* START SUPPLIED TEXT *

# Speaker Reconing in Calgary?



## 23cicero (Mar 25, 2008)

I'd hop into the other speaker reconing thread (Edmonton) but I don't want to hijack it. I was just wondering where in Calgary can you get a speaker reconed for a good price? Thanks for your help. By the way it's a Jensen P12Q that's been blown -- I was also wondering at what point to you think it just isn't worth it to pay for the fixing but rather just buy a new one or something else...?


----------



## dwagar (Mar 6, 2006)

I don't know about price, but check with Speakers Only.


----------



## 23cicero (Mar 25, 2008)

Hey Dwagar,

Do you know if Speakers Only is even in business? I phoned the only 2 numbers that I could find online for the store and they are no longer in service....?


----------



## Sneaky (Feb 14, 2006)

23cicero said:


> Hey Dwagar,
> 
> Do you know if Speakers Only is even in business? I phoned the only 2 numbers that I could find online for the store and they are no longer in service....?


He is still doing work out of his house apparently. I talked to him a few weeks ago. Did you try 286 0173?


----------



## 23cicero (Mar 25, 2008)

Yeah, that's one of the numbers that I tried! I just tried again: Out of Service. If you know of any other way to contact him (his home number/email if it's not too rude to contact him that way) or other suggestions that'd be great.

* END SUPPLIED TEXT *

WHAT YOU HAVE TO DO: In the Calgary speaker thread, which speaker model does the original poster say has been blown?

* START DATA EXCERPTS *

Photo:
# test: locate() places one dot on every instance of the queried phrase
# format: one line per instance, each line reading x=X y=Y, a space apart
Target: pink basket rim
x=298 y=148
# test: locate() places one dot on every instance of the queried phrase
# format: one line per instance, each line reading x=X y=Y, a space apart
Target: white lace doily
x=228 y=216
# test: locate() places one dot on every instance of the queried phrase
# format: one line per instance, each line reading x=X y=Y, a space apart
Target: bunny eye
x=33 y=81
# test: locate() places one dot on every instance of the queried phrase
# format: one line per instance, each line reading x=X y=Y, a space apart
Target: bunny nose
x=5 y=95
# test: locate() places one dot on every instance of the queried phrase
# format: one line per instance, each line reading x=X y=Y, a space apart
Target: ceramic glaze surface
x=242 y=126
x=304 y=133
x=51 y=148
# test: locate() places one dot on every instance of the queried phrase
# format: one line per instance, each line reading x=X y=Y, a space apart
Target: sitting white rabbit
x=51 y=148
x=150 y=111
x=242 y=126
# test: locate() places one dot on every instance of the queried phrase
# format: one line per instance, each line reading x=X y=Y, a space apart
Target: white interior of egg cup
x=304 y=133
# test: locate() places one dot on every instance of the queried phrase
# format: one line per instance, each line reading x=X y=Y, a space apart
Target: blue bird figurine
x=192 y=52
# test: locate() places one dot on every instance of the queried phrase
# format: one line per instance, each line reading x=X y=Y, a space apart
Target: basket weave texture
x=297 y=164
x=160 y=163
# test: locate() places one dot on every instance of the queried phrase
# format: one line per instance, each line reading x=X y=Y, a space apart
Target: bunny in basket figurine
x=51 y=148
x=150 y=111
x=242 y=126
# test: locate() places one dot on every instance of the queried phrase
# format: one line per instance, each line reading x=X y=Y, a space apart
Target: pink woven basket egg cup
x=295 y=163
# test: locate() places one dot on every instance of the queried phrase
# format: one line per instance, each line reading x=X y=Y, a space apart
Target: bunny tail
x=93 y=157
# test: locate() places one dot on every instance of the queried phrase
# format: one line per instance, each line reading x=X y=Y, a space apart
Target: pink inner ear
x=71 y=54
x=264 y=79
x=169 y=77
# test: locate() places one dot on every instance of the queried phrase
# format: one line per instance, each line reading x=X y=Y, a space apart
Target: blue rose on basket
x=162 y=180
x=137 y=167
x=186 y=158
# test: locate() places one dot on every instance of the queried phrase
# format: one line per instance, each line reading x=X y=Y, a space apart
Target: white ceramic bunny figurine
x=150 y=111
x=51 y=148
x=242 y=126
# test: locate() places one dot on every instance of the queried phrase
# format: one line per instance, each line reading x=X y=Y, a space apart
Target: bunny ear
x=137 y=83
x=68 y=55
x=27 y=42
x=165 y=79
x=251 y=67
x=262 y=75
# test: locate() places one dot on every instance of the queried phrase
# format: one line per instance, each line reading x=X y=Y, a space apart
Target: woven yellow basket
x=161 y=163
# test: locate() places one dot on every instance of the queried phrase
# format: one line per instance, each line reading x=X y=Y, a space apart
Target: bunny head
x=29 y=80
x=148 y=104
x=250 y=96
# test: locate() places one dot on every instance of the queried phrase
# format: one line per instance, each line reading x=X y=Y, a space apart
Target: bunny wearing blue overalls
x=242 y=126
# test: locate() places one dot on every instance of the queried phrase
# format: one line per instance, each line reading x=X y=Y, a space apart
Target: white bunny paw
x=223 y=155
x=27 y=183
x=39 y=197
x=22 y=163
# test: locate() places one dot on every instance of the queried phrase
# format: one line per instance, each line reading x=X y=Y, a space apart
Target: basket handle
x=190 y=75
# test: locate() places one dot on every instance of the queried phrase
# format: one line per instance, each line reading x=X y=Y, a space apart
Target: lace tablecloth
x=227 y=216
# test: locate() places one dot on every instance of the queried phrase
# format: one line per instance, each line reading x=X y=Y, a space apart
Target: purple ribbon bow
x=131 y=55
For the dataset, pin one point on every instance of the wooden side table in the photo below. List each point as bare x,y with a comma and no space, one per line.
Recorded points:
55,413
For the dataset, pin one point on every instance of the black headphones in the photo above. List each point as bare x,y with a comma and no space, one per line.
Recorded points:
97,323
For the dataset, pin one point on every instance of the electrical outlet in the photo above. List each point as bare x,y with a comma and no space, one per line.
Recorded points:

* END DATA EXCERPTS *

COMPLETED TASK: A Jensen P12Q.